STATED GOAL: Write the next part of the passage on Visakha Bucha and the Thai Buddhist holy days, beginning after its final sentence.

THE THREE MOST IMPORTANT holy days of the year for Thai Buddhists all include the word "Bucha", which means to pay homage. Asahara Bucha commemorates the day the Lord Buddha preached his first sermon. Makha Bucha marks both the occasion when 1,350 of the Buddha146;s disciples gathered without prior notice and listened to the Buddha elaborate some of his most important teachings in a sermon, as well as the day he foresaw his own death and attainment of Nibbana (Nirvana). But the most auspicious of the three is Visakha Bucha, which simultaneously commemorates three important anniversaries in the life of Siddharta Gautama, the Lord Buddha: his birth, his enlightenment, and his death.

The Lord Buddha passed from this life exactly 80 years from the day of his birth. On that day, 2543 years ago (543 years before the birth of Christ), when the count of the years of the Buddhist Era (BE) began, the Buddha achieved the ultimate goal of merging his enlightenment with Nirvana, freeing himself forever from the eternal cycle of death and reincarnation which is the fate of lesser mortals. His death occurred on the 15th day of the waxing moon of the 6thlunar month (the 8thmonth of the Lanna calendar) and it is on this day each year that Visakha Bucha is celebrated.

GIVEN ENTRIES:

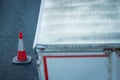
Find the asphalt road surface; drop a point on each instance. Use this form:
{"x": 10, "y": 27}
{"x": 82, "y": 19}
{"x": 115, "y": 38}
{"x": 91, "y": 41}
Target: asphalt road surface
{"x": 15, "y": 16}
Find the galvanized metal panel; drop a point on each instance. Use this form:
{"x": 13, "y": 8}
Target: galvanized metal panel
{"x": 78, "y": 22}
{"x": 74, "y": 65}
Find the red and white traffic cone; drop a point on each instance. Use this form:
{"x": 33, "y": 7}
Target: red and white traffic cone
{"x": 21, "y": 57}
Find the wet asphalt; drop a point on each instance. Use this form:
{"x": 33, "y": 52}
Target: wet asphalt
{"x": 15, "y": 16}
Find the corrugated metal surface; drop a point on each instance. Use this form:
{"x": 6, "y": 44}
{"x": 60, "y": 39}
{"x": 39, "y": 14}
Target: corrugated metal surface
{"x": 78, "y": 22}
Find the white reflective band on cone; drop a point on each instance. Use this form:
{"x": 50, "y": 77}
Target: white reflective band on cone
{"x": 114, "y": 66}
{"x": 20, "y": 45}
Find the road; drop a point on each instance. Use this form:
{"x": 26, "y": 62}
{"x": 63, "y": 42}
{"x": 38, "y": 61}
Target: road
{"x": 15, "y": 16}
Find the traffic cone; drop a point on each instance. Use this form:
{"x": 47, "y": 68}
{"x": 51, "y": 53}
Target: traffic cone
{"x": 21, "y": 57}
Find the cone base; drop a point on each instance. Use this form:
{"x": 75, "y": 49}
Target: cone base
{"x": 16, "y": 61}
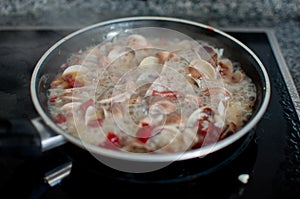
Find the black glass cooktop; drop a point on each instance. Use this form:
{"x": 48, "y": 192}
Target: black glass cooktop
{"x": 263, "y": 164}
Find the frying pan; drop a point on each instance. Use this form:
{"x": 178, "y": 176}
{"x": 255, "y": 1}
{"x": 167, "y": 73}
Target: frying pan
{"x": 42, "y": 133}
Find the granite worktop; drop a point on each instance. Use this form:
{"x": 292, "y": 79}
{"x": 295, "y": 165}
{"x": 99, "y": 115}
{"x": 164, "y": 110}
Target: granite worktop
{"x": 280, "y": 15}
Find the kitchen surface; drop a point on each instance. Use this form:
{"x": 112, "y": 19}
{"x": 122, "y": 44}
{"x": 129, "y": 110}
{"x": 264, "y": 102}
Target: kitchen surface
{"x": 266, "y": 167}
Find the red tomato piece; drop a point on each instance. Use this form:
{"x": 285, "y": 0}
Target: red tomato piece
{"x": 86, "y": 104}
{"x": 144, "y": 134}
{"x": 59, "y": 119}
{"x": 113, "y": 138}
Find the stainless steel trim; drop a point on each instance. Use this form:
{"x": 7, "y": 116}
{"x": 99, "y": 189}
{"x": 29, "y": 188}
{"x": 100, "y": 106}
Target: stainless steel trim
{"x": 285, "y": 71}
{"x": 56, "y": 175}
{"x": 49, "y": 140}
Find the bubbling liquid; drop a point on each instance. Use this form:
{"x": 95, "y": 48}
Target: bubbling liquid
{"x": 151, "y": 95}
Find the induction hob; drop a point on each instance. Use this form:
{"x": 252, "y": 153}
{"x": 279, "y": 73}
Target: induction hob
{"x": 265, "y": 165}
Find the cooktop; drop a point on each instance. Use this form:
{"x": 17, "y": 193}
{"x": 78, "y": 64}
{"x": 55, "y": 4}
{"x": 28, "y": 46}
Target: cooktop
{"x": 263, "y": 164}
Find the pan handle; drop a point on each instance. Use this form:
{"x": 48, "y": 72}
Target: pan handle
{"x": 24, "y": 137}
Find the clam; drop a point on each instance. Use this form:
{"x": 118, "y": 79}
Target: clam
{"x": 90, "y": 115}
{"x": 208, "y": 54}
{"x": 150, "y": 60}
{"x": 119, "y": 51}
{"x": 70, "y": 106}
{"x": 78, "y": 69}
{"x": 166, "y": 138}
{"x": 165, "y": 56}
{"x": 137, "y": 41}
{"x": 226, "y": 67}
{"x": 203, "y": 113}
{"x": 201, "y": 68}
{"x": 163, "y": 106}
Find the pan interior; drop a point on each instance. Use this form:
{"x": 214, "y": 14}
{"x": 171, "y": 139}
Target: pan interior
{"x": 50, "y": 63}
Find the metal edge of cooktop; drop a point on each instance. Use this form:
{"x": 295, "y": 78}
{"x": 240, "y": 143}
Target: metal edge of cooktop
{"x": 288, "y": 79}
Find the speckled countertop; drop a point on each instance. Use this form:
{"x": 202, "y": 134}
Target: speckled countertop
{"x": 282, "y": 16}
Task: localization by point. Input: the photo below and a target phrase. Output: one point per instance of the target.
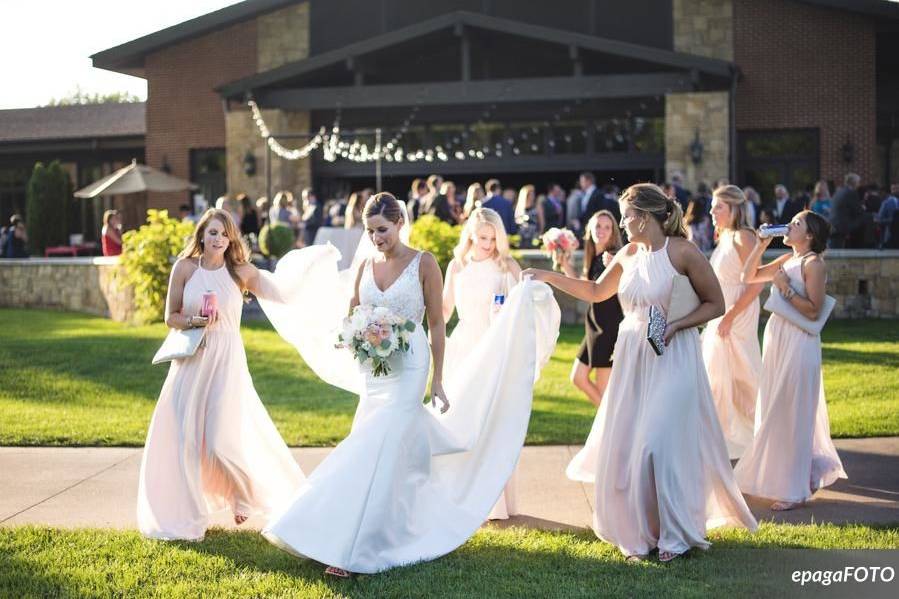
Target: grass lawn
(40, 562)
(71, 379)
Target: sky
(45, 45)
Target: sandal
(667, 556)
(336, 572)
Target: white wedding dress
(408, 484)
(474, 287)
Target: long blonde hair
(237, 252)
(614, 244)
(483, 217)
(734, 197)
(649, 198)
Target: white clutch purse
(776, 304)
(180, 344)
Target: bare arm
(432, 286)
(815, 274)
(753, 273)
(174, 300)
(605, 286)
(355, 301)
(744, 242)
(687, 258)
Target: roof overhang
(677, 71)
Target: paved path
(96, 487)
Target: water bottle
(766, 231)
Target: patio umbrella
(134, 178)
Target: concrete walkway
(97, 487)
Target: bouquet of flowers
(559, 242)
(374, 335)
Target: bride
(410, 483)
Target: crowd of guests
(860, 217)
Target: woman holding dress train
(482, 268)
(656, 453)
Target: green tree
(431, 234)
(47, 209)
(147, 256)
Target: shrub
(276, 240)
(148, 254)
(431, 234)
(47, 209)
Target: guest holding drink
(730, 344)
(656, 453)
(601, 241)
(211, 445)
(791, 455)
(478, 280)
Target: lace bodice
(404, 297)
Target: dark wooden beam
(477, 92)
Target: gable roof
(89, 121)
(679, 60)
(129, 57)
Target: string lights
(458, 147)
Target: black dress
(597, 347)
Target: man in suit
(595, 199)
(783, 209)
(503, 207)
(846, 212)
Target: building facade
(755, 91)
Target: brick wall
(183, 110)
(808, 66)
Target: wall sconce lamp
(696, 149)
(249, 163)
(847, 152)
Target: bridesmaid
(211, 445)
(792, 455)
(601, 241)
(482, 268)
(656, 452)
(730, 344)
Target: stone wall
(703, 28)
(282, 37)
(865, 283)
(89, 285)
(685, 114)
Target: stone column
(282, 37)
(703, 28)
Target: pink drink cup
(210, 304)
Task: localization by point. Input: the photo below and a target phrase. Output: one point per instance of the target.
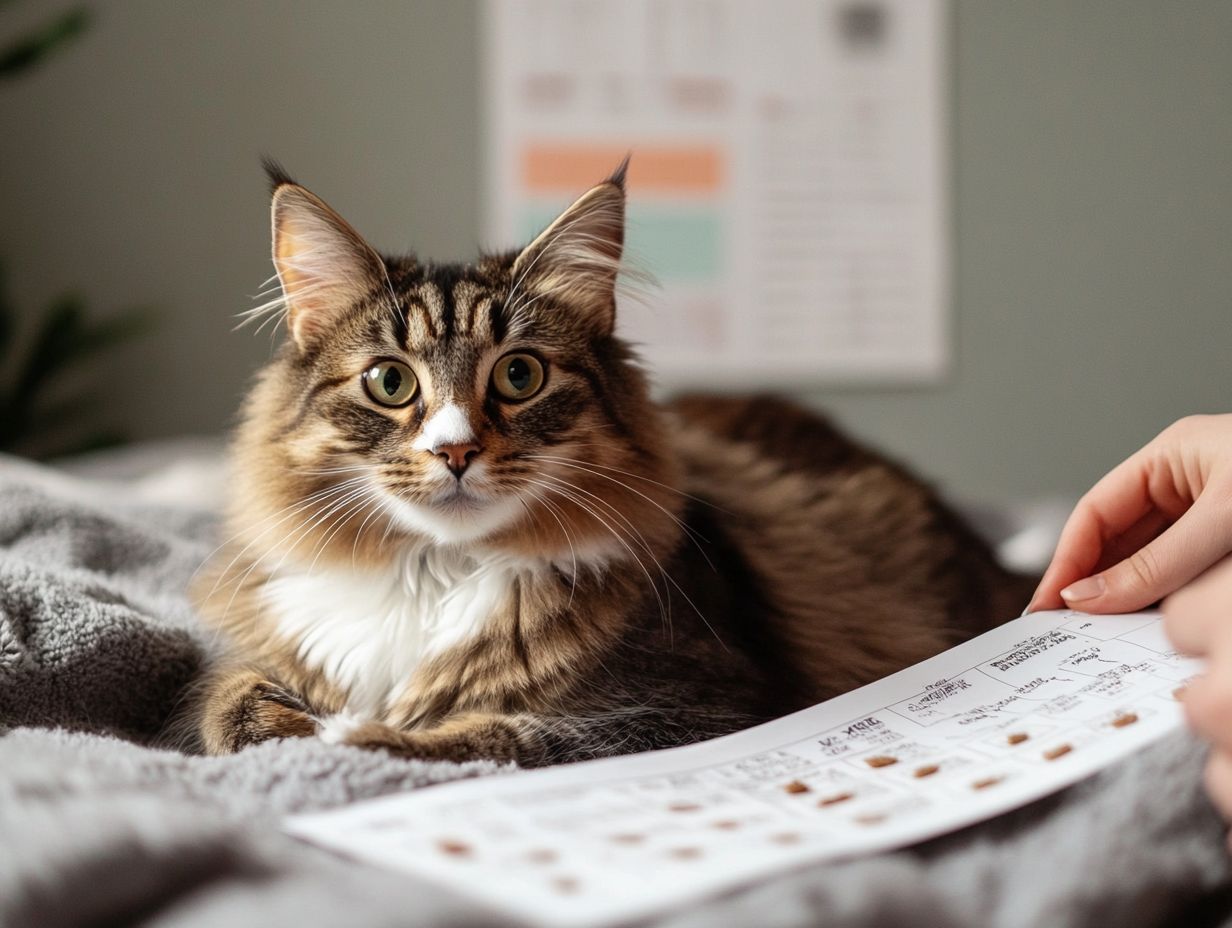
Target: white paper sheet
(988, 726)
(787, 186)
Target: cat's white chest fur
(368, 630)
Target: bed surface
(96, 641)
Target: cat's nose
(457, 456)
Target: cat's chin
(457, 518)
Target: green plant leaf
(28, 51)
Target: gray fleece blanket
(101, 826)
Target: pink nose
(457, 457)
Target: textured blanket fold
(99, 826)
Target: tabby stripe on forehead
(426, 316)
(402, 325)
(497, 322)
(447, 312)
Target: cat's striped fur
(605, 576)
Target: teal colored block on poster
(672, 243)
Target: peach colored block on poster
(568, 168)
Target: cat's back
(864, 567)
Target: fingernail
(1084, 589)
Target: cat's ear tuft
(276, 173)
(575, 259)
(324, 265)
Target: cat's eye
(391, 383)
(518, 376)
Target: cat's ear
(575, 259)
(324, 265)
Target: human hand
(1199, 621)
(1150, 526)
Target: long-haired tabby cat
(462, 529)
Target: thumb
(1194, 542)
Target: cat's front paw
(261, 712)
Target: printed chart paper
(787, 185)
(982, 728)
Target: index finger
(1114, 504)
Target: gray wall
(1092, 203)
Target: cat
(463, 530)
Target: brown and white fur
(577, 573)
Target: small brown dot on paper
(835, 799)
(453, 848)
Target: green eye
(391, 383)
(518, 376)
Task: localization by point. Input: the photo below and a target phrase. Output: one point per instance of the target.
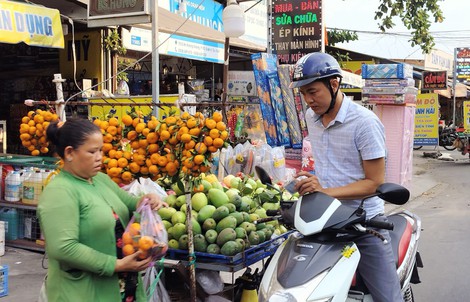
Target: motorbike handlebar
(380, 224)
(272, 212)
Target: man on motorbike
(348, 146)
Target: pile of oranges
(148, 147)
(33, 130)
(133, 241)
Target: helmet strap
(333, 94)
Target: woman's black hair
(72, 133)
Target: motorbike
(447, 136)
(318, 262)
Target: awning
(170, 23)
(31, 24)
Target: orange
(145, 243)
(200, 148)
(122, 162)
(127, 238)
(218, 142)
(198, 159)
(131, 135)
(127, 120)
(134, 229)
(127, 250)
(113, 122)
(214, 133)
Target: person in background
(82, 215)
(348, 147)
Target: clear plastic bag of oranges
(145, 233)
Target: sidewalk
(25, 267)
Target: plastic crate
(3, 280)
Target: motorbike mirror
(393, 193)
(263, 175)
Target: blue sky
(359, 15)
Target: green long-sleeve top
(77, 221)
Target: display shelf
(26, 244)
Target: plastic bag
(142, 186)
(145, 233)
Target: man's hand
(309, 184)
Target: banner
(31, 24)
(426, 120)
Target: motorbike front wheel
(448, 142)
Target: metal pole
(155, 57)
(454, 83)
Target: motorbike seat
(400, 240)
(400, 237)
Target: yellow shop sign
(31, 24)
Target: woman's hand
(309, 184)
(153, 200)
(132, 263)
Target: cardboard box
(387, 71)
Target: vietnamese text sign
(462, 65)
(297, 29)
(435, 80)
(426, 120)
(31, 24)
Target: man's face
(317, 95)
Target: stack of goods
(388, 84)
(391, 88)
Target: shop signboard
(207, 13)
(31, 24)
(296, 29)
(426, 120)
(120, 12)
(462, 65)
(466, 116)
(434, 80)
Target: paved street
(26, 272)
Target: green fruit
(170, 200)
(173, 244)
(253, 237)
(178, 217)
(217, 197)
(166, 213)
(213, 248)
(226, 235)
(178, 230)
(248, 226)
(217, 185)
(211, 236)
(241, 242)
(205, 212)
(230, 248)
(209, 224)
(200, 243)
(261, 235)
(180, 200)
(167, 225)
(235, 182)
(183, 242)
(196, 227)
(238, 216)
(241, 233)
(198, 201)
(246, 216)
(231, 207)
(177, 190)
(228, 222)
(207, 185)
(220, 213)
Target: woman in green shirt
(82, 212)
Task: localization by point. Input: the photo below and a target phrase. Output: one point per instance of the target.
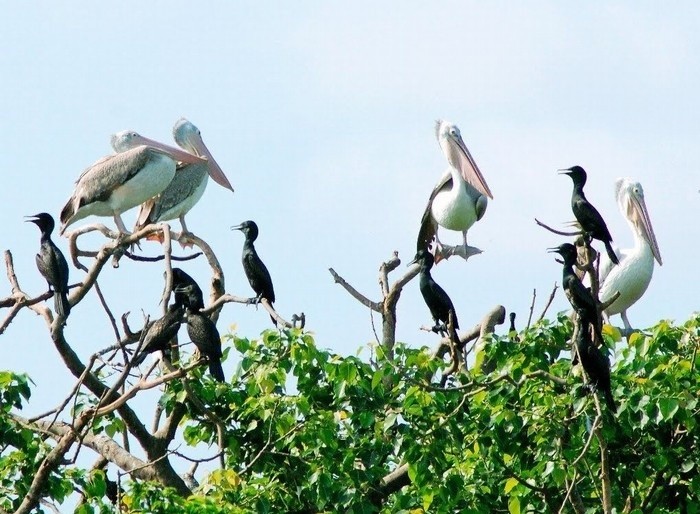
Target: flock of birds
(460, 199)
(166, 182)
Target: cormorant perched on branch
(254, 268)
(594, 363)
(160, 333)
(203, 333)
(52, 264)
(590, 220)
(194, 299)
(579, 295)
(435, 296)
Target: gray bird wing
(428, 225)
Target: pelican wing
(428, 225)
(98, 181)
(606, 265)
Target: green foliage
(307, 430)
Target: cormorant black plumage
(578, 295)
(194, 299)
(52, 264)
(595, 364)
(588, 217)
(160, 333)
(204, 334)
(435, 296)
(254, 268)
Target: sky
(322, 116)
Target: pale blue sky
(322, 116)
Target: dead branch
(354, 292)
(549, 302)
(532, 308)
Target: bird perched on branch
(579, 296)
(460, 197)
(633, 274)
(435, 297)
(160, 333)
(187, 186)
(193, 299)
(203, 333)
(588, 217)
(254, 268)
(52, 264)
(594, 363)
(141, 169)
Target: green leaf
(510, 483)
(668, 408)
(514, 505)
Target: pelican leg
(623, 315)
(438, 254)
(184, 238)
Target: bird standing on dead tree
(193, 299)
(203, 333)
(254, 268)
(52, 264)
(460, 197)
(141, 169)
(579, 296)
(160, 333)
(187, 186)
(633, 274)
(588, 217)
(594, 363)
(435, 297)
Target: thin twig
(549, 302)
(375, 306)
(558, 232)
(532, 308)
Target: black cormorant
(204, 335)
(254, 268)
(52, 264)
(595, 364)
(435, 296)
(579, 295)
(194, 299)
(160, 333)
(588, 217)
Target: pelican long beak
(460, 158)
(175, 153)
(215, 171)
(639, 216)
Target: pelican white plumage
(139, 170)
(632, 276)
(188, 184)
(460, 197)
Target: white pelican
(188, 184)
(460, 197)
(139, 170)
(632, 276)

FINAL RESULT:
The Lord Buddha's enlightenment and death are represented in the many reclining Buddha images to be found in numerous temples throughout Thailand. This style shows him just prior to his departure from this earth, and is typified by the serene and peaceful smile, reflecting the inner soul at peace for eternity. It is an image that speaks volumes for the gentle and accommodating nature of Buddhism

The form of Buddhism that is the religion of 95% of all Thai people is called: Theravada Buddhism, or Hinayana, meaning "lesser vehicle". This preserves the early purity of the religion, and is limited to the canons laid down while Buddhism was new and fresh. A later term, Mahayana, the "greater vehicle", describes a version of Buddhism that is still based on the foundation of the early teachings, but has been expanded and modified, which sets it apart from Theravada Buddhism.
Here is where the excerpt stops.